▶ [PASSAGE FOR REVIEW]
◇ ◇ ◇ ◇ ◇ ◇ ◇
Hosts[edit | edit source]
- First two: Captain Video, then with Quickie Generi-Seltzer
- 1952 - 1957: Harry S. Truman
- 1957 - 1969: Big Bird, who later left to star in Sesame Street
- 1969 - 1977: Elvis
- 1977 - 1991: Robert Goulet
- 1991 (three episodes): Saddam Hussein
- 1991 - 2002: Mecha-Regis
- 2002 - Present: Dr. Edwin Skullthumper, M.D.
Blazing the path to knowledge[edit | edit source]
The show has pioneered many methods used in the modern press. One of the most dramatic techniques was to ambush politicians and other figures at their homes or on their way to work and ask them difficult, inappropriate, non-sequitor questions - sometimes in Babylonian. Many leading figures are very poor at these questions (though Hammurabi performed well). When fairly traditional questions fail, the trademark technique is to have the guest flash his or her vagina's to the audience at home. While easy for some women to do, the request baffles most men.
◇ ◇ ◇ ◇ ◇ ◇ ◇
Collected data entries:

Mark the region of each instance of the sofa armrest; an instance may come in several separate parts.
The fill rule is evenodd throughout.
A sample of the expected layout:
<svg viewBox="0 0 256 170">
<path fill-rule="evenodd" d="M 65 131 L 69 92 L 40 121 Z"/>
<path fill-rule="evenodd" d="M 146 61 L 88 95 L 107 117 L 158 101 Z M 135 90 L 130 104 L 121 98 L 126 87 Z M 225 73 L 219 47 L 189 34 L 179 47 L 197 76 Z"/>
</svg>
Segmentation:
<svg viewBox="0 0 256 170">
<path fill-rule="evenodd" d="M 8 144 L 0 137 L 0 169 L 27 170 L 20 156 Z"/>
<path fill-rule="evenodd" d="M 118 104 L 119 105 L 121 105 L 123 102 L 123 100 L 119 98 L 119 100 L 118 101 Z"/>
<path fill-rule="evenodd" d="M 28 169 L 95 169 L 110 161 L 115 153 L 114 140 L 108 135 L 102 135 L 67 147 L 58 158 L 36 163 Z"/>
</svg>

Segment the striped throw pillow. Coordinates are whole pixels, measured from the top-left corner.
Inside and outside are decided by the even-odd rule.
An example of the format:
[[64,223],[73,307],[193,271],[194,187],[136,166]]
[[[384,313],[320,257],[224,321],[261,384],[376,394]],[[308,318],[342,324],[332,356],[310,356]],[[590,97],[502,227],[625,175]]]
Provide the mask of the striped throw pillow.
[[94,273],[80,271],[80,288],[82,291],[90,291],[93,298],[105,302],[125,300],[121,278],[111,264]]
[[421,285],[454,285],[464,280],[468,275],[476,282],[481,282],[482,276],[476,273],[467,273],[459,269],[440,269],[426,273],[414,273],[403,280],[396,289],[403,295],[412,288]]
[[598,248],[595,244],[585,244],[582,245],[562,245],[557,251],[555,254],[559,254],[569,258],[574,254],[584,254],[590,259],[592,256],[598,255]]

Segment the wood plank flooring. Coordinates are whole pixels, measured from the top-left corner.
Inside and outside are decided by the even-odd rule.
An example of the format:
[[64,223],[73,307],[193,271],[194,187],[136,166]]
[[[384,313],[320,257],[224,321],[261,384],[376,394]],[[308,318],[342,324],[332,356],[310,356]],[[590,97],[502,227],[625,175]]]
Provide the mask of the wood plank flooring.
◇ ◇ ◇ ◇ ◇ ◇ ◇
▶ [TASK INSTRUCTIONS]
a) Switch "Robert Goulet" to "Johnny Cash" in the part of the article about the show that opens with the words containing "Hosts[edit | edit" and closes with "Edwin Skullthumper, M.D.", and give that part again.
b) Do the following statements agree with the article about the show? Answer yes or no for each, quoting the words that decide it: (i) Saddam Hussein hosted for three episodes in 1991. (ii) Big Bird hosted until 1977. (iii) Hammurabi did poorly with the ambush questions.
c) Carry on the article about the show from the end of its last sentence.

▶ [EXPECTED RESPONSES]
a)
Hosts[edit | edit source]
- First two: Captain Video, then with Quickie Generi-Seltzer
- 1952 - 1957: Harry S. Truman
- 1957 - 1969: Big Bird, who later left to star in Sesame Street
- 1969 - 1977: Elvis
- 1977 - 1991: Johnny Cash
- 1991 (three episodes): Saddam Hussein
- 1991 - 2002: Mecha-Regis
- 2002 - Present: Dr. Edwin Skullthumper, M.D.

b)
(i) Yes: "1991 (three episodes): Saddam Hussein".
(ii) No: "1957 - 1969: Big Bird".
(iii) No: "(though Hammurabi performed well)".

c)
While few are prone to admit it, it has been documented that the popular newspaper The Onion is based on Stop Squirming and Hold Still. It is also well-know that The Onion gets most of its ideas from SS&HS (as it is affectionately known within the UnMedia giant's Boardroom).
Because the purpose of the SS&HS is to make others feel terribly uncomfortable, the planned attack works every time as the interviews are filled with gaping moments of silence and pregnant pauses, hence the legend that the program's name arises from frequent admonishment to stop squirming and hold still. The other leading theory stems from the botched episode of Captain Video that spawned the show: "Stop squirming and hold still" were alledgedly the orders of the doctor - who was also playing the Evil Lord Golgafrizz in that episode - to the Captain after he fell through the cardboard staircase. This claim cannot be confirmed because that episode disappeared; it its believed to be one of many films burned by Aldous du Mont to heat his home following the collapse of his network.
Notable interviews[edit | edit source]
- On September 11, 2008, SS&HS broadcast the first live interview given by Alaska Governor Sarah Palin, Republican Nominee for the Vice Presidency fo the United States. Palin granted the interview after she was coached by Republican Party operatives sufficently to prove that she would say anything stupid or potentially embarrassing to John McCain, or that she would flesh her vagina on air (she did anyway).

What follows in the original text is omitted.